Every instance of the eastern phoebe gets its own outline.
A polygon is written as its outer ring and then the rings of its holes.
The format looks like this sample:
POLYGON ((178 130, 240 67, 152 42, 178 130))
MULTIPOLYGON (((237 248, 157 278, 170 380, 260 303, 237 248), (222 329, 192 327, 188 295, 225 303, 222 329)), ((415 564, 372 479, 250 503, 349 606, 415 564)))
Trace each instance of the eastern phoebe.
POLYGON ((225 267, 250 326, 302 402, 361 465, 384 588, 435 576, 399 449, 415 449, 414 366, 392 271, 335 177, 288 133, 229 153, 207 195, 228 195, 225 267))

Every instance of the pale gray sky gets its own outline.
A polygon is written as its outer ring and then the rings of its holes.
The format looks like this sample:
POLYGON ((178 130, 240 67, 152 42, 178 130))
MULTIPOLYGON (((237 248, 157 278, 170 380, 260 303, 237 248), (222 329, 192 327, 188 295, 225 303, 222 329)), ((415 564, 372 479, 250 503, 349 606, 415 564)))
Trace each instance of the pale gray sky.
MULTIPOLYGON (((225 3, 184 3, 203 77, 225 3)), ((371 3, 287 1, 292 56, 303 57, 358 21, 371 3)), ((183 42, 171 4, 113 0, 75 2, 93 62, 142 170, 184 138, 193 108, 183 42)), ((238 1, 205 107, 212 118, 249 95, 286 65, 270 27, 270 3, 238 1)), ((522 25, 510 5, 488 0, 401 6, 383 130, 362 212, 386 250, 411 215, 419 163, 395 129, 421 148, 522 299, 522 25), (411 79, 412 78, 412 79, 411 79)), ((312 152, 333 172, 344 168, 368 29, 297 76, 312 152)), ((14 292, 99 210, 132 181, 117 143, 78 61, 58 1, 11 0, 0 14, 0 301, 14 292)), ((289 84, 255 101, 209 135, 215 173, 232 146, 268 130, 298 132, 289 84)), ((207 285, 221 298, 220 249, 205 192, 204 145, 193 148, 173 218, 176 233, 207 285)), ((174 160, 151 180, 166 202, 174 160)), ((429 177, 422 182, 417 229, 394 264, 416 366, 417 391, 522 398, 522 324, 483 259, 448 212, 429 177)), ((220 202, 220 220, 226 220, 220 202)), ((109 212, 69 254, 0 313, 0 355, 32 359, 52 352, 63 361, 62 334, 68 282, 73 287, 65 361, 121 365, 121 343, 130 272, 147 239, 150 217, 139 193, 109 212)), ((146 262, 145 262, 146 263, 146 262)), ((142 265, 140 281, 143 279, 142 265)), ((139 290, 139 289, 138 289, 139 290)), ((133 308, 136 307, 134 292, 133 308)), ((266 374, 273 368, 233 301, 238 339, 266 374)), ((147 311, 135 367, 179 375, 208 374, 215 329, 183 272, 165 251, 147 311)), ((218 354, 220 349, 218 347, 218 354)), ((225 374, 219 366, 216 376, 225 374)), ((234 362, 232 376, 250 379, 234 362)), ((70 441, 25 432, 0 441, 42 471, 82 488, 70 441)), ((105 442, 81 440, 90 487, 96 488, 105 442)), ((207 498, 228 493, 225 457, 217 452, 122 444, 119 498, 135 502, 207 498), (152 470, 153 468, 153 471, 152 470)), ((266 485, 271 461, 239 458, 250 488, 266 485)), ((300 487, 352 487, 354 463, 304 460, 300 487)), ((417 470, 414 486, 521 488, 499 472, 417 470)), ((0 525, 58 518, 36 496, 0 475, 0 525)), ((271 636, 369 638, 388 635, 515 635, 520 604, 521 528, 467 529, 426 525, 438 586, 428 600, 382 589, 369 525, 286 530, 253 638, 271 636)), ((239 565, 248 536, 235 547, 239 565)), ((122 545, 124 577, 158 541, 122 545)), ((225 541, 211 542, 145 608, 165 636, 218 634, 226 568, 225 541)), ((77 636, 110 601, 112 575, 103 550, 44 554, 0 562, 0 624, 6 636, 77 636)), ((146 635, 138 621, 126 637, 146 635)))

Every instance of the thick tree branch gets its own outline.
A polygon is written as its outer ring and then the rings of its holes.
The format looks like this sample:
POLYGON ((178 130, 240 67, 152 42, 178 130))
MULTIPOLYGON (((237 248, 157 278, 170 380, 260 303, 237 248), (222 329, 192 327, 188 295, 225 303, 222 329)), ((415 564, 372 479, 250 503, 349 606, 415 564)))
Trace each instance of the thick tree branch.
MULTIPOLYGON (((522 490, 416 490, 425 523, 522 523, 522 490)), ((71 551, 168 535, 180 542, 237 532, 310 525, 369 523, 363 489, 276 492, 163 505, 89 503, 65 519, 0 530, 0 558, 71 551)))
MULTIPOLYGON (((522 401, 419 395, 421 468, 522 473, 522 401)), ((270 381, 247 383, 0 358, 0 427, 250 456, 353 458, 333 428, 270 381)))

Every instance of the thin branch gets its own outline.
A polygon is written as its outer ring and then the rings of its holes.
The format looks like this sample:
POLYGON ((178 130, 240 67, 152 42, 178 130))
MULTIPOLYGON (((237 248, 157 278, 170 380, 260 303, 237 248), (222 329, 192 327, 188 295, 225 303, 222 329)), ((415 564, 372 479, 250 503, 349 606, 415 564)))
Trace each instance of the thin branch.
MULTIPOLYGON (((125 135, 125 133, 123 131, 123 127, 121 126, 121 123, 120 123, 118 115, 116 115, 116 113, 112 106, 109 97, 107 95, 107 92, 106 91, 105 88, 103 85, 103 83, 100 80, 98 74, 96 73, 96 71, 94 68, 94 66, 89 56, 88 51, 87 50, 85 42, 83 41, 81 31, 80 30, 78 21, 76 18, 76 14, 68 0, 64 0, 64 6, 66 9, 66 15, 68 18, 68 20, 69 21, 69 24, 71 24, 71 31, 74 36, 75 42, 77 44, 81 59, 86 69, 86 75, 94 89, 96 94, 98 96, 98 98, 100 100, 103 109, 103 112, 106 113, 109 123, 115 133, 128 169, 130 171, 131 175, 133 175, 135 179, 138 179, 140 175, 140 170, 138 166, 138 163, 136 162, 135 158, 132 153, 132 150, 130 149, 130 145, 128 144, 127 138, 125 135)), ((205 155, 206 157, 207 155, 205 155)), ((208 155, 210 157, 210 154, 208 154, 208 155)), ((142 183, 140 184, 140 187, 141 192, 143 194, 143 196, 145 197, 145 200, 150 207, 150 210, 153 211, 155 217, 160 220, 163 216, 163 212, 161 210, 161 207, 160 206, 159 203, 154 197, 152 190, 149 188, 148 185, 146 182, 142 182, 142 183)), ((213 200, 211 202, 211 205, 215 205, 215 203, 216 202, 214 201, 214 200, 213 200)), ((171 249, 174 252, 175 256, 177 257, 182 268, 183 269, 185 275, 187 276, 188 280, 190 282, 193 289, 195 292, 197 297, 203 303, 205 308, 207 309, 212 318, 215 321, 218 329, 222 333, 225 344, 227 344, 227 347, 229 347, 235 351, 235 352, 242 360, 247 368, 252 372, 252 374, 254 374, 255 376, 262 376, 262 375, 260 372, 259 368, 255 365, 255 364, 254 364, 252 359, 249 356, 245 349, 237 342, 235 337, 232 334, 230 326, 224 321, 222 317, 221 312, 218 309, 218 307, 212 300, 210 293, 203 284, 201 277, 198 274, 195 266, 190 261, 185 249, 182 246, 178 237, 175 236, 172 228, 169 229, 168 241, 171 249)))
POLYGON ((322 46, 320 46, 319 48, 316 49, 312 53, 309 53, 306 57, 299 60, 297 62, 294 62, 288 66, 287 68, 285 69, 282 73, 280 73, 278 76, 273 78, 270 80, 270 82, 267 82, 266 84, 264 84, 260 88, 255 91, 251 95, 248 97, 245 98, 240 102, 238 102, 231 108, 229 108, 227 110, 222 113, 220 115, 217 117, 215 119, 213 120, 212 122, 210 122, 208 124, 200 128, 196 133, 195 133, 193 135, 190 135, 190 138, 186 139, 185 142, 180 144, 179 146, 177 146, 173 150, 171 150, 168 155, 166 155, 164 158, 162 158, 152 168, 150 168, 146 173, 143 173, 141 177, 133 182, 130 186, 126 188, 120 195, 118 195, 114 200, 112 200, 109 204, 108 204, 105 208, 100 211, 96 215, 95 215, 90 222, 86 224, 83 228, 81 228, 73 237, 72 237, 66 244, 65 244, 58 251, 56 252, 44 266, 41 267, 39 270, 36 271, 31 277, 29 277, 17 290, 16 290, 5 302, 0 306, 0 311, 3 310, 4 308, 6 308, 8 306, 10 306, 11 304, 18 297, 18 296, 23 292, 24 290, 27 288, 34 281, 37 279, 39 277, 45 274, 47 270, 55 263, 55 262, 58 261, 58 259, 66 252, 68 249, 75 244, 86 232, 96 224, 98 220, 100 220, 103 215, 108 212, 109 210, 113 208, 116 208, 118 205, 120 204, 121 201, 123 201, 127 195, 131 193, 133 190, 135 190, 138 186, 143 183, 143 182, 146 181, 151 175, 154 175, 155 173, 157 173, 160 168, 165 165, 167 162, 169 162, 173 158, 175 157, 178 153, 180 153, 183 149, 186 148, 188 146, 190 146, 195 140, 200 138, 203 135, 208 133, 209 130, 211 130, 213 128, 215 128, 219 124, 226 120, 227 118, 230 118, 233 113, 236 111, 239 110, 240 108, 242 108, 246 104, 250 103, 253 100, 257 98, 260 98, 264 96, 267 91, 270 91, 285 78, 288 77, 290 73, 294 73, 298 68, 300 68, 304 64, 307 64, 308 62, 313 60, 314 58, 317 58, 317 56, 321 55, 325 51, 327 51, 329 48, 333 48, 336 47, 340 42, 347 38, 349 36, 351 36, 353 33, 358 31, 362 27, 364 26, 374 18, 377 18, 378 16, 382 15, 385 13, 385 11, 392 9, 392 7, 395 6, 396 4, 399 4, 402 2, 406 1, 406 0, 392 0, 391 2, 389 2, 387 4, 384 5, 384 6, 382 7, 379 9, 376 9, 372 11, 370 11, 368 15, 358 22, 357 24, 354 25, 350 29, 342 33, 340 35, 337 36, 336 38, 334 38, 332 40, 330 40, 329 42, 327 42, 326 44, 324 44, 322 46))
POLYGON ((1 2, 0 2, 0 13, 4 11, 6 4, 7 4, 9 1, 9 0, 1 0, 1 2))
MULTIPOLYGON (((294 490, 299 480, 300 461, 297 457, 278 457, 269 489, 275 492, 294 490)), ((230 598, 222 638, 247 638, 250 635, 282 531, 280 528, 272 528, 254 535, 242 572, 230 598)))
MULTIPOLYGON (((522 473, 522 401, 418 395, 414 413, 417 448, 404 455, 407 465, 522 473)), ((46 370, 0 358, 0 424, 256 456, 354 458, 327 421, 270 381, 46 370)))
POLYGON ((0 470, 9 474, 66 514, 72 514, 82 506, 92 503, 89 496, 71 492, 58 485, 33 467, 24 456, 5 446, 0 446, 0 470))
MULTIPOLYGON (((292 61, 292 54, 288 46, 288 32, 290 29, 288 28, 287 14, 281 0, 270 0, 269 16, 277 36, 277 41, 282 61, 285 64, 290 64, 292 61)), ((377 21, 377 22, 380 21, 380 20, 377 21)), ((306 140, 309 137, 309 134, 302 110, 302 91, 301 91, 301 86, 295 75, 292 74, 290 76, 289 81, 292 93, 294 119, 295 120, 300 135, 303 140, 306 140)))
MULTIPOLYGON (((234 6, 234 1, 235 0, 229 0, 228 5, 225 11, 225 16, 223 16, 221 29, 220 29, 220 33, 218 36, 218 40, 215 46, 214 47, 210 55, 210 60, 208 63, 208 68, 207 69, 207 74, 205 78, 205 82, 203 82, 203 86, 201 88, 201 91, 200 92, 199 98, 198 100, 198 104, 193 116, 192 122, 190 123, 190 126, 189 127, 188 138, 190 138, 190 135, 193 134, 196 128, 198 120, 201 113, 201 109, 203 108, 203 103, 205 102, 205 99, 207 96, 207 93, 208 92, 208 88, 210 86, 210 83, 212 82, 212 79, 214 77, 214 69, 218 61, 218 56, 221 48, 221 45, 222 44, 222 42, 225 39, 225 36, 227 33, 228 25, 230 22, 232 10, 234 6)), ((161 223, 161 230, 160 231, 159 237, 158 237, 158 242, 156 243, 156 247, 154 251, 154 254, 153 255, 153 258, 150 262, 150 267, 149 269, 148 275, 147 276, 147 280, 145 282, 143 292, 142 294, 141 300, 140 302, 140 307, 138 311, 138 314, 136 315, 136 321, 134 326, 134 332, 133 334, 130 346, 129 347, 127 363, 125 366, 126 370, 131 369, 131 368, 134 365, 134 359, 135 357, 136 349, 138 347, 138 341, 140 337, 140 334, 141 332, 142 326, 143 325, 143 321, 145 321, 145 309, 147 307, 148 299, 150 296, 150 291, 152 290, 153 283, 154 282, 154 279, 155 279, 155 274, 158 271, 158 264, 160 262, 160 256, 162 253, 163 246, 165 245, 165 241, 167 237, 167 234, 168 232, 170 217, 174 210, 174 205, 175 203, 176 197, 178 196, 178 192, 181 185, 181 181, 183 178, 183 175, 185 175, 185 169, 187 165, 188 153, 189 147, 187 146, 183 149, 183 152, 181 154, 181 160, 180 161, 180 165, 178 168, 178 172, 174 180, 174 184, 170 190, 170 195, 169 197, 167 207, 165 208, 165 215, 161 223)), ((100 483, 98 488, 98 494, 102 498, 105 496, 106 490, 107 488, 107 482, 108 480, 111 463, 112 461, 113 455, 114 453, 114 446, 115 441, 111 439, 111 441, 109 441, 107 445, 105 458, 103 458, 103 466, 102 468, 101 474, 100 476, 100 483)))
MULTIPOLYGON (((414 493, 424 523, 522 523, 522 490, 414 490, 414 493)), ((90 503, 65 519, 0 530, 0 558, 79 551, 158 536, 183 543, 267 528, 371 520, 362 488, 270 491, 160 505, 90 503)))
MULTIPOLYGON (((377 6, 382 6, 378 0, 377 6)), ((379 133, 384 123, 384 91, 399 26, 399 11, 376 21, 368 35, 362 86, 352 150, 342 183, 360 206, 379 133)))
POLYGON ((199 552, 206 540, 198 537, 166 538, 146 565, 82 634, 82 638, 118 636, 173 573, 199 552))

# Given task
Convert the lines of the records, starting with the line that contains "Every instance of the thin" and going on through the line that contains "Trace each instance of the thin branch.", into a JSON list of strings with one string per line and blank lines left out.

# The completed task
[
  "Every instance of the thin branch gets its own outline.",
  "A polygon is written as its outer ring and then the rings of its holes.",
  "The format looks like this sample:",
  "POLYGON ((178 130, 240 67, 152 42, 178 130))",
  "MULTIPOLYGON (((237 248, 157 278, 170 380, 260 303, 237 248), (222 329, 192 327, 188 295, 225 303, 222 329)), ((415 564, 372 479, 250 503, 349 606, 415 564)))",
  "Trace each instance of the thin branch."
]